** Opening Record extracts block **

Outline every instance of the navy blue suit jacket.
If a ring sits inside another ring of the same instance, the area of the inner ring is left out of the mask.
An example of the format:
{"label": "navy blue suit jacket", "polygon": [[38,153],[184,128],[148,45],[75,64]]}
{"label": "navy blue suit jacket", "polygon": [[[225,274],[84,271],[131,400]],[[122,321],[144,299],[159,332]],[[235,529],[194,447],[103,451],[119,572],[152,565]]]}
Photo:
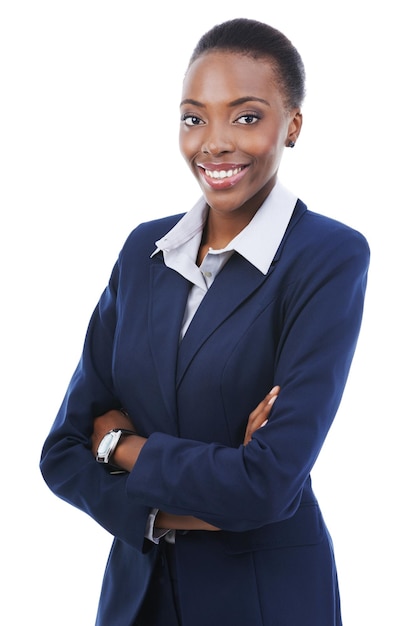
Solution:
{"label": "navy blue suit jacket", "polygon": [[[128,626],[157,550],[152,507],[220,532],[177,535],[184,626],[340,624],[332,544],[310,472],[340,403],[361,324],[369,249],[298,201],[267,275],[234,254],[179,333],[190,284],[154,242],[180,216],[127,239],[47,437],[50,488],[115,537],[98,626]],[[273,385],[268,424],[243,446]],[[92,418],[124,407],[148,437],[129,475],[90,450]]]}

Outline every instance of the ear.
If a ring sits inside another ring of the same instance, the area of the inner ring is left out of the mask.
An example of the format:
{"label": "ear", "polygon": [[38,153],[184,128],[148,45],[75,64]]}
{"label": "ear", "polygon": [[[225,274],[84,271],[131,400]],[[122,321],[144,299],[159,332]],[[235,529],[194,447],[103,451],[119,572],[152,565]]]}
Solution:
{"label": "ear", "polygon": [[287,139],[286,146],[293,146],[296,143],[297,138],[299,137],[301,128],[302,128],[302,112],[300,109],[292,109],[289,113],[289,125],[287,129]]}

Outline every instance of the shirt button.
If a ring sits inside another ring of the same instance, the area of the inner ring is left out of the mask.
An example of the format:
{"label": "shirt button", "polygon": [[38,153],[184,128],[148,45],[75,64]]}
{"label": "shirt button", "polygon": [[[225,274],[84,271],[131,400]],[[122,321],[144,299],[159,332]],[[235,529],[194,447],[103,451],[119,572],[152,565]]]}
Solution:
{"label": "shirt button", "polygon": [[206,276],[206,278],[210,278],[212,276],[212,272],[203,272],[203,275]]}

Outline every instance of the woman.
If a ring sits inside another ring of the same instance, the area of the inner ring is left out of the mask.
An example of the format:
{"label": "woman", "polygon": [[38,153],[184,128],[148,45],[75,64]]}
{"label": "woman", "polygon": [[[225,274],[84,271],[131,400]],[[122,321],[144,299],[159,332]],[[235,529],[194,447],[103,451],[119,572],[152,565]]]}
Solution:
{"label": "woman", "polygon": [[310,471],[369,250],[277,180],[303,96],[265,24],[216,26],[192,55],[180,148],[203,197],[129,236],[42,453],[50,488],[115,537],[97,626],[341,624]]}

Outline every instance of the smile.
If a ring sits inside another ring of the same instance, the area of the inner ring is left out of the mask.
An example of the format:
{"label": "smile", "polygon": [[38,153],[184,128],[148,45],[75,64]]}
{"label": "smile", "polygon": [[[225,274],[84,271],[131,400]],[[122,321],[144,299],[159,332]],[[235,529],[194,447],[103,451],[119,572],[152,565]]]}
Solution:
{"label": "smile", "polygon": [[235,167],[231,170],[205,170],[206,176],[209,178],[231,178],[232,176],[236,176],[241,172],[242,167]]}
{"label": "smile", "polygon": [[236,163],[215,164],[198,163],[198,171],[204,184],[216,190],[230,189],[235,187],[247,174],[248,165]]}

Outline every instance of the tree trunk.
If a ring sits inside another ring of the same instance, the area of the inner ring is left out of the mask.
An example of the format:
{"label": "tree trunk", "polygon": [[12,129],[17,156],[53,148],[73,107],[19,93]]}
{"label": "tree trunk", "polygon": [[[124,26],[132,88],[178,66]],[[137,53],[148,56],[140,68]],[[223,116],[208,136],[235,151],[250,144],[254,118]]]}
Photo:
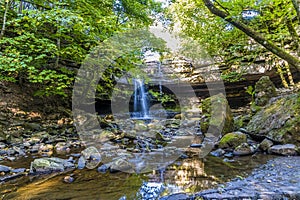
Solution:
{"label": "tree trunk", "polygon": [[260,33],[254,31],[244,23],[235,20],[234,18],[230,17],[226,12],[218,9],[211,0],[202,0],[205,4],[205,6],[210,10],[211,13],[214,15],[223,18],[239,30],[243,31],[246,35],[251,37],[253,40],[255,40],[257,43],[265,47],[267,50],[271,51],[275,55],[277,55],[279,58],[287,61],[291,66],[295,67],[300,72],[300,60],[285,50],[279,48],[274,43],[268,41],[265,39]]}
{"label": "tree trunk", "polygon": [[9,4],[9,0],[5,1],[5,10],[4,10],[4,15],[3,15],[3,24],[2,24],[2,29],[1,29],[1,33],[0,33],[0,39],[4,36],[4,32],[5,32],[5,24],[6,24],[6,15],[7,15],[7,11],[8,11],[8,4]]}
{"label": "tree trunk", "polygon": [[285,69],[286,69],[286,73],[287,73],[290,85],[294,86],[295,83],[294,83],[293,75],[292,75],[291,70],[290,70],[290,66],[287,62],[284,62],[284,66],[285,66]]}
{"label": "tree trunk", "polygon": [[288,85],[288,83],[287,83],[287,81],[286,81],[286,79],[284,77],[284,74],[283,74],[283,71],[281,69],[281,66],[278,63],[276,63],[275,66],[277,68],[277,72],[278,72],[278,74],[280,76],[281,83],[282,83],[283,87],[288,88],[289,85]]}

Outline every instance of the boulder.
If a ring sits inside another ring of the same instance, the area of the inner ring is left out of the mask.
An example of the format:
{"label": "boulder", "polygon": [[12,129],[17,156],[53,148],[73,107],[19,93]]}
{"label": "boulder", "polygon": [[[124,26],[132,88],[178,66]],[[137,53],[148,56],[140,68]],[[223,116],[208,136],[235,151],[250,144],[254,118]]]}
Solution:
{"label": "boulder", "polygon": [[200,126],[203,133],[219,131],[224,135],[233,131],[233,116],[224,94],[219,93],[204,99],[201,109],[203,118]]}
{"label": "boulder", "polygon": [[235,156],[247,156],[253,153],[255,153],[255,148],[250,146],[248,143],[240,144],[233,151],[233,155]]}
{"label": "boulder", "polygon": [[247,142],[247,135],[240,132],[227,133],[219,142],[219,148],[236,148]]}
{"label": "boulder", "polygon": [[66,169],[74,168],[74,164],[61,158],[37,158],[30,165],[30,173],[52,173],[63,172]]}
{"label": "boulder", "polygon": [[300,93],[270,102],[257,112],[246,130],[252,137],[268,138],[279,144],[300,145]]}
{"label": "boulder", "polygon": [[267,138],[265,138],[260,144],[259,148],[262,151],[267,151],[271,146],[273,145],[273,142]]}
{"label": "boulder", "polygon": [[270,154],[278,154],[282,156],[295,156],[297,155],[297,146],[294,144],[285,144],[285,145],[274,145],[268,152]]}
{"label": "boulder", "polygon": [[262,76],[255,84],[255,104],[265,106],[269,100],[276,96],[276,88],[268,76]]}
{"label": "boulder", "polygon": [[111,173],[118,171],[131,172],[133,170],[133,166],[123,158],[118,158],[113,162],[109,163],[109,165]]}

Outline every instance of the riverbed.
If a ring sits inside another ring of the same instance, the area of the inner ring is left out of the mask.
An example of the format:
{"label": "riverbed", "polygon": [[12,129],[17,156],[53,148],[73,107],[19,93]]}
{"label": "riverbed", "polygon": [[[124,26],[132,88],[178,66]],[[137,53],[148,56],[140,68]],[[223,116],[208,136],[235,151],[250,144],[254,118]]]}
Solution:
{"label": "riverbed", "polygon": [[[165,169],[144,174],[75,169],[61,174],[26,175],[2,183],[0,192],[2,199],[151,199],[142,190],[153,183],[162,188],[160,197],[175,193],[192,194],[230,180],[243,179],[271,158],[274,156],[263,154],[230,159],[194,156],[180,158]],[[32,160],[28,157],[14,162],[1,161],[0,164],[29,168]],[[74,181],[64,182],[64,178],[70,175]]]}

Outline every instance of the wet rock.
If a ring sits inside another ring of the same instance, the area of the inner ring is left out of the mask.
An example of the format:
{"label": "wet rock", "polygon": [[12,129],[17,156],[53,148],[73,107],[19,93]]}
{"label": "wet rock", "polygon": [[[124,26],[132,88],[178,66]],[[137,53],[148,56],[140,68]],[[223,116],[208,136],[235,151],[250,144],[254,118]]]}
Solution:
{"label": "wet rock", "polygon": [[6,147],[6,144],[3,142],[0,142],[0,149],[4,149]]}
{"label": "wet rock", "polygon": [[284,96],[256,113],[246,129],[251,137],[300,145],[300,93]]}
{"label": "wet rock", "polygon": [[233,155],[235,156],[246,156],[254,153],[255,153],[254,147],[250,146],[248,143],[240,144],[233,151]]}
{"label": "wet rock", "polygon": [[265,106],[274,96],[276,96],[275,85],[268,76],[262,76],[255,84],[255,104]]}
{"label": "wet rock", "polygon": [[67,154],[71,151],[69,145],[67,145],[66,142],[58,142],[55,145],[54,149],[55,149],[55,152],[60,155]]}
{"label": "wet rock", "polygon": [[94,169],[101,162],[101,155],[95,147],[88,147],[81,152],[88,169]]}
{"label": "wet rock", "polygon": [[137,198],[158,199],[163,190],[164,185],[162,183],[144,182],[137,194]]}
{"label": "wet rock", "polygon": [[210,154],[215,157],[221,157],[225,154],[225,151],[223,149],[217,149],[215,151],[210,152]]}
{"label": "wet rock", "polygon": [[134,129],[136,131],[147,131],[148,130],[148,126],[145,124],[144,121],[137,121],[135,124]]}
{"label": "wet rock", "polygon": [[79,159],[78,159],[78,163],[77,163],[77,168],[78,169],[83,169],[85,167],[85,159],[83,156],[81,156]]}
{"label": "wet rock", "polygon": [[191,144],[190,147],[192,148],[201,148],[203,145],[202,144]]}
{"label": "wet rock", "polygon": [[153,120],[153,122],[149,123],[147,126],[148,126],[148,128],[149,128],[150,130],[157,130],[157,131],[164,128],[164,127],[160,124],[160,122],[157,121],[157,120]]}
{"label": "wet rock", "polygon": [[260,144],[259,148],[262,151],[267,151],[271,146],[273,145],[273,142],[267,138],[265,138]]}
{"label": "wet rock", "polygon": [[16,151],[16,153],[19,154],[19,156],[25,156],[26,155],[25,151],[20,147],[14,146],[13,149]]}
{"label": "wet rock", "polygon": [[61,158],[37,158],[30,165],[30,173],[63,172],[74,168],[74,164]]}
{"label": "wet rock", "polygon": [[23,175],[26,175],[26,173],[20,172],[20,173],[15,173],[15,174],[7,174],[5,176],[1,176],[0,177],[0,182],[6,182],[6,181],[10,181],[16,178],[19,178]]}
{"label": "wet rock", "polygon": [[14,156],[6,156],[6,159],[9,160],[9,161],[15,161],[16,157],[14,157]]}
{"label": "wet rock", "polygon": [[106,164],[101,165],[100,167],[98,167],[97,171],[100,173],[106,173],[108,170],[108,166]]}
{"label": "wet rock", "polygon": [[15,155],[17,152],[13,148],[9,148],[6,151],[7,155]]}
{"label": "wet rock", "polygon": [[227,133],[219,142],[219,148],[235,148],[242,143],[246,143],[247,135],[241,132]]}
{"label": "wet rock", "polygon": [[80,153],[71,153],[71,156],[75,157],[75,158],[79,158],[81,156]]}
{"label": "wet rock", "polygon": [[40,149],[40,144],[35,144],[30,148],[30,153],[38,153]]}
{"label": "wet rock", "polygon": [[224,154],[225,157],[227,158],[232,158],[233,157],[233,153],[232,152],[227,152]]}
{"label": "wet rock", "polygon": [[123,172],[132,171],[132,166],[127,160],[123,158],[118,158],[115,161],[111,162],[110,172],[114,173],[118,171],[123,171]]}
{"label": "wet rock", "polygon": [[270,154],[278,154],[283,156],[295,156],[297,155],[297,146],[294,144],[285,145],[274,145],[269,148],[268,152]]}
{"label": "wet rock", "polygon": [[41,144],[39,146],[39,154],[45,156],[51,156],[53,154],[53,145],[51,144]]}
{"label": "wet rock", "polygon": [[7,150],[6,149],[0,149],[0,156],[7,155]]}
{"label": "wet rock", "polygon": [[65,183],[72,183],[75,179],[72,176],[65,176],[64,182]]}
{"label": "wet rock", "polygon": [[17,169],[12,169],[12,173],[23,173],[26,171],[26,168],[17,168]]}
{"label": "wet rock", "polygon": [[11,167],[5,166],[5,165],[0,165],[0,172],[10,172]]}
{"label": "wet rock", "polygon": [[174,116],[174,119],[182,119],[183,118],[183,115],[182,114],[176,114]]}
{"label": "wet rock", "polygon": [[223,94],[220,93],[204,99],[201,107],[204,118],[201,119],[200,126],[203,133],[222,132],[225,134],[233,131],[233,115]]}
{"label": "wet rock", "polygon": [[176,194],[171,194],[169,196],[164,196],[160,198],[160,200],[183,200],[183,199],[191,199],[191,198],[186,193],[176,193]]}

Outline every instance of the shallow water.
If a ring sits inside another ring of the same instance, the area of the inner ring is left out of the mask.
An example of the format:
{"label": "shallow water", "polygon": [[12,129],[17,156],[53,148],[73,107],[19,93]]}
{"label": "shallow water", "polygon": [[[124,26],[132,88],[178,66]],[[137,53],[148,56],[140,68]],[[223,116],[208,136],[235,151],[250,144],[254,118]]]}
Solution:
{"label": "shallow water", "polygon": [[[222,158],[207,156],[175,161],[166,169],[147,174],[99,173],[96,169],[74,170],[64,174],[43,177],[26,176],[0,185],[2,199],[136,199],[145,182],[162,183],[161,196],[177,192],[198,192],[213,188],[234,178],[247,176],[251,170],[264,164],[273,156],[234,158],[224,162]],[[12,167],[26,167],[31,158],[15,162],[1,162]],[[64,183],[66,175],[74,174],[73,183]]]}

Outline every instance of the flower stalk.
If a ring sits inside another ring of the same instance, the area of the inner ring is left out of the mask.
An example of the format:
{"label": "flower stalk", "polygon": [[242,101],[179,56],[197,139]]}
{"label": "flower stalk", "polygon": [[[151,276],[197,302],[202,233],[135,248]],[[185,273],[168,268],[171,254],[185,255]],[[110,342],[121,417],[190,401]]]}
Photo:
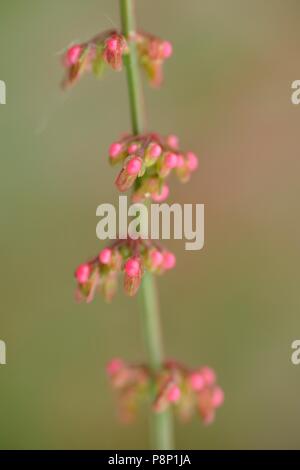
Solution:
{"label": "flower stalk", "polygon": [[[129,45],[129,53],[124,57],[133,134],[144,131],[141,84],[138,69],[135,36],[135,12],[133,0],[120,0],[122,33]],[[147,347],[148,361],[153,373],[159,372],[163,362],[163,346],[160,325],[159,303],[156,285],[151,273],[145,273],[142,281],[143,312],[142,323]],[[153,397],[155,397],[153,384]],[[161,413],[151,412],[151,438],[153,449],[173,448],[173,425],[171,410]]]}

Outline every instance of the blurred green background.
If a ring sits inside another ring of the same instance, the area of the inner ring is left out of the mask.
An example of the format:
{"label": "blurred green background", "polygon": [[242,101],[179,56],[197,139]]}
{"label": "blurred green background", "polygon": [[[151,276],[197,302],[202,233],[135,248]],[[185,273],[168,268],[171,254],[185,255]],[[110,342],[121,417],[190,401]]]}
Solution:
{"label": "blurred green background", "polygon": [[[165,349],[218,372],[216,422],[176,423],[182,449],[298,448],[300,366],[298,0],[138,0],[140,27],[168,38],[165,86],[145,87],[150,129],[178,133],[200,168],[172,201],[205,203],[206,242],[159,280]],[[129,130],[125,76],[59,88],[60,52],[118,25],[111,0],[1,2],[0,447],[146,448],[142,410],[116,418],[104,368],[145,359],[136,299],[73,298],[94,255],[95,210],[117,202],[109,144]]]}

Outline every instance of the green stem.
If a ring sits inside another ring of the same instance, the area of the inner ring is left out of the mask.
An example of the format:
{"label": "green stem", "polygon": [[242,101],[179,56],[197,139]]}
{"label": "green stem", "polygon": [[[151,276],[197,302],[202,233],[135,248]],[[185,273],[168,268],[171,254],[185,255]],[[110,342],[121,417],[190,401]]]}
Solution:
{"label": "green stem", "polygon": [[[133,0],[120,0],[122,32],[128,41],[129,54],[124,57],[127,71],[127,83],[130,102],[131,124],[133,134],[143,132],[143,113],[141,100],[140,76],[135,41],[135,13]],[[142,282],[143,293],[143,329],[149,365],[152,372],[157,373],[163,362],[163,348],[160,328],[159,305],[156,286],[152,274],[146,273]],[[153,384],[152,398],[155,395]],[[171,412],[152,413],[153,449],[170,450],[173,448],[173,423]]]}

** Closing Record extracts block **

__Goal of the exercise__: Your answer must be the lines from the one with "Outline every instance of the green stem." through the last line of the data, repeated exactly and with nothing else.

__Exercise answer__:
Outline every instance of the green stem.
If a ring sits inside another ring of the same instance, the area of the inner ring is left out of the mask.
An example of the format:
{"label": "green stem", "polygon": [[242,101],[179,56],[197,139]]}
{"label": "green stem", "polygon": [[[151,276],[197,302],[202,233],[135,248]],[[185,273],[168,268],[171,254],[185,255]],[[110,342],[121,417],[190,401]]]}
Solution:
{"label": "green stem", "polygon": [[[133,0],[120,0],[122,32],[128,41],[129,54],[124,57],[127,71],[127,83],[130,102],[131,124],[133,134],[143,132],[143,113],[141,100],[140,76],[135,41],[135,13]],[[142,282],[143,293],[143,329],[149,365],[152,372],[157,373],[163,362],[163,348],[160,328],[159,305],[156,286],[152,274],[146,273]],[[153,384],[152,398],[155,395]],[[171,412],[152,413],[153,449],[170,450],[173,448],[173,423]]]}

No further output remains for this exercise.